— BEGIN Passage —

In a complete orthonormal basis $|x\rangle$, we often use the completeness relation:

$$\sum_{n=0}^\infty | x \rangle \langle x | = \mathbb{I}$$

if the basis is continuous we use the natural extension

$$\int | x \rangle \langle x | dx = \mathbb{I}.$$

This makes sense only if the choice of basis is complete. What if it is overcomplete? As an example, consider the overcomplete basis of coherent states. How does one construct the identity from these? I have seen the normalization

$$\frac{1}{\pi}\int | \alpha \rangle \langle \alpha | d^2\alpha = \mathbb{I}$$

(the $d^2$ implies integration over the real and imaginary parts of $\alpha$ separately.)

— END Passage —

Given task 1: In the passage on completeness relations, what does the $d^2$ in the coherent-state integral indicate?

— BEGIN Records provided —

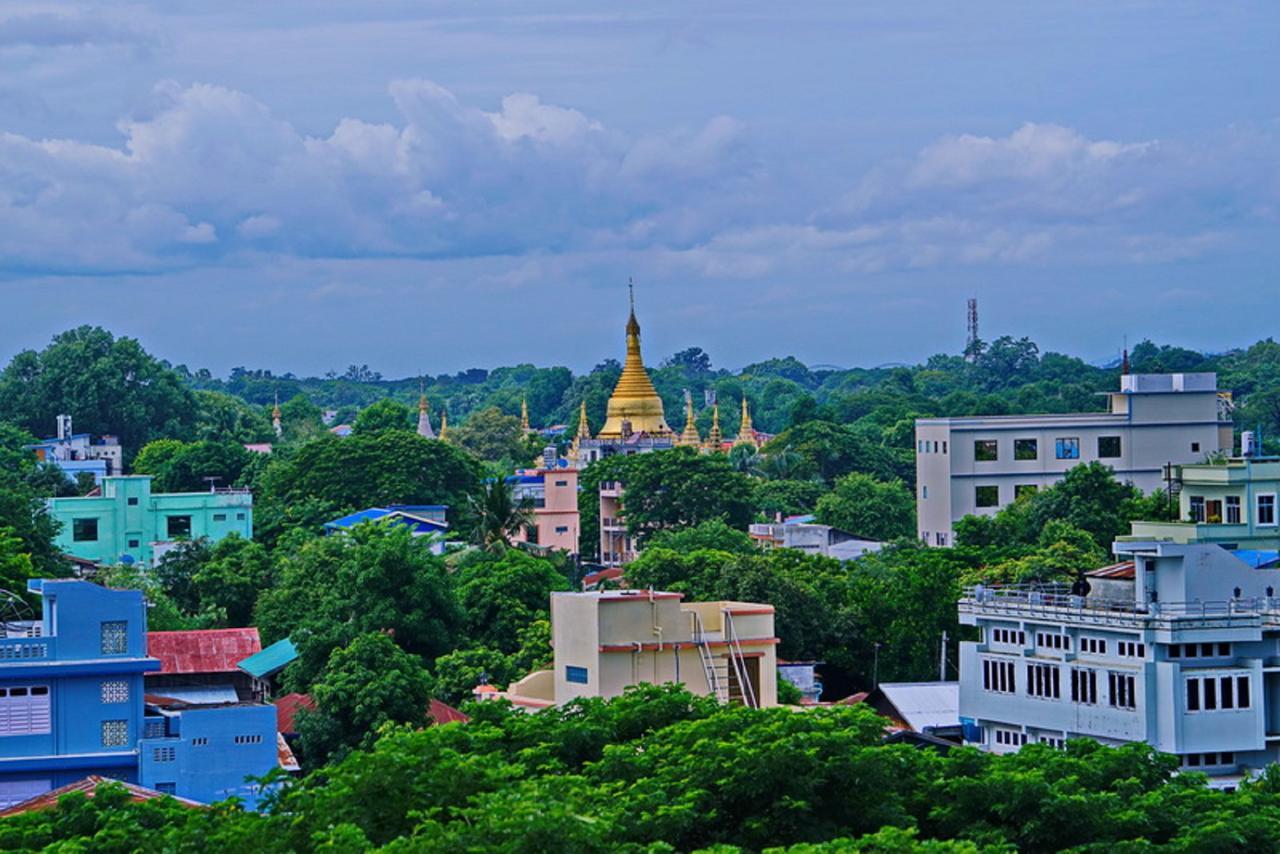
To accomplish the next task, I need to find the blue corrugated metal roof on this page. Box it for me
[236,638,298,679]
[1231,548,1280,570]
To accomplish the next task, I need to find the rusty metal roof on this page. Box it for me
[147,627,262,675]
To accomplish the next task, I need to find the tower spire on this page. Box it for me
[676,388,703,448]
[733,394,755,447]
[417,382,435,439]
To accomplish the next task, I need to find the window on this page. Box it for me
[0,685,52,736]
[1053,438,1080,460]
[1226,495,1240,525]
[1253,493,1276,525]
[973,487,1000,507]
[72,519,97,543]
[1187,673,1253,712]
[1116,640,1147,658]
[982,658,1015,694]
[991,629,1027,647]
[996,730,1027,748]
[1036,631,1071,649]
[1107,671,1138,709]
[101,620,129,656]
[102,721,129,748]
[102,679,129,703]
[1098,435,1120,460]
[1027,665,1062,700]
[1071,667,1098,705]
[1188,495,1204,522]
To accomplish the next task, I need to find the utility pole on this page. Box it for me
[938,631,947,682]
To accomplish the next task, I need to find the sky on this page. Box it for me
[0,0,1280,376]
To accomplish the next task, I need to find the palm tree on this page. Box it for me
[471,476,534,552]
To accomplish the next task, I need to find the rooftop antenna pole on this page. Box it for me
[964,297,978,361]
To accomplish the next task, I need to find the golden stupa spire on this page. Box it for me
[733,394,755,448]
[707,403,724,451]
[596,279,673,439]
[676,388,703,448]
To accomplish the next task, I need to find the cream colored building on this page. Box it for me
[499,590,778,708]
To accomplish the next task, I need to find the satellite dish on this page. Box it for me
[0,588,36,638]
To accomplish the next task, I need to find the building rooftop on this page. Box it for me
[0,775,205,818]
[147,627,262,675]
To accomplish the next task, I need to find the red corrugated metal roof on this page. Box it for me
[426,699,471,723]
[275,694,316,732]
[1085,561,1134,581]
[147,627,262,673]
[0,775,205,818]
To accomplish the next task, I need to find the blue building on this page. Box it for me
[0,579,279,809]
[0,580,160,807]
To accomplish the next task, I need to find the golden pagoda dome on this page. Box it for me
[596,286,675,439]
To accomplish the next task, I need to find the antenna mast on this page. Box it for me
[964,297,978,361]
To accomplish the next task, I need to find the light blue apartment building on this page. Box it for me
[0,579,279,808]
[960,540,1280,787]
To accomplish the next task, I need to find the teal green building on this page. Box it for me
[1120,457,1280,551]
[49,475,253,566]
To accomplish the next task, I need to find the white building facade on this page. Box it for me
[960,542,1280,786]
[915,373,1231,545]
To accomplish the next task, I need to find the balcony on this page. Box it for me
[959,584,1280,627]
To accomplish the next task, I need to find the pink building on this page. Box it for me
[507,461,579,554]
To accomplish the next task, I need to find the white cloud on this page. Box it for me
[0,81,748,270]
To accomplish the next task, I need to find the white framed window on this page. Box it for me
[982,658,1015,694]
[1253,492,1276,528]
[102,679,129,703]
[1071,667,1098,705]
[1027,663,1062,700]
[1107,671,1138,709]
[0,685,52,736]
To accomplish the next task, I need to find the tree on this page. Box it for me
[451,406,527,463]
[471,478,534,552]
[255,522,463,690]
[0,326,196,452]
[604,448,753,545]
[255,430,480,543]
[352,397,416,434]
[298,632,430,764]
[817,471,915,540]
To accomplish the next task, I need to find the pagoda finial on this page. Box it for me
[733,394,755,447]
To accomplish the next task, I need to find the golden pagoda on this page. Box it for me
[596,284,675,439]
[707,403,724,451]
[733,394,759,448]
[676,388,703,448]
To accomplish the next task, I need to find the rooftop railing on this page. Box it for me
[960,584,1280,621]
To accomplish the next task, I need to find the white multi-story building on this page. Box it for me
[915,373,1231,545]
[960,540,1280,786]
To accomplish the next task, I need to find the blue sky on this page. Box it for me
[0,0,1280,375]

— END Records provided —

Given task 2: Rewrite the part of the listing starting at the line that contains "To accomplish the next task, I need to find the teal" and ending at the line that contains "[960,584,1280,621]", with "balcony" changed to "veranda" and everything else left as it is.

Exercise answer 1: It indicates integration over the real and imaginary parts of $\alpha$ separately.

Exercise answer 2:
To accomplish the next task, I need to find the teal green building on this page. Box it for me
[1120,457,1280,551]
[49,475,253,566]
To accomplish the next task, I need to find the white building facade on this page. Box it for me
[960,542,1280,786]
[915,373,1231,545]
To accomplish the next task, I need to find the veranda on this page. Box it for me
[959,584,1280,627]
To accomplish the next task, I need to find the pink building on this page. Box it for me
[507,461,579,554]
To accomplish the next task, I need to find the white cloud on this page. Box it for me
[0,81,748,270]
To accomplish the next task, I need to find the white framed window on this page. Box it for me
[982,658,1015,694]
[1253,492,1276,528]
[102,679,129,703]
[1071,667,1098,705]
[1027,663,1062,700]
[1107,671,1138,709]
[0,685,52,736]
To accomplish the next task, I need to find the tree on this page. Box it for me
[451,406,527,463]
[471,478,534,552]
[255,522,463,690]
[0,326,196,452]
[604,448,753,545]
[255,430,480,543]
[352,397,416,434]
[298,632,430,764]
[817,471,915,540]
To accomplish the next task, I need to find the pagoda finial on this page. Box it for me
[733,394,755,447]
To accomplish the next task, I need to find the golden pagoda on this page. Box it for me
[596,284,675,439]
[707,403,724,451]
[733,394,759,448]
[676,388,703,448]
To accomplish the next task, I need to find the rooftop railing on this page. Box it for me
[960,584,1280,621]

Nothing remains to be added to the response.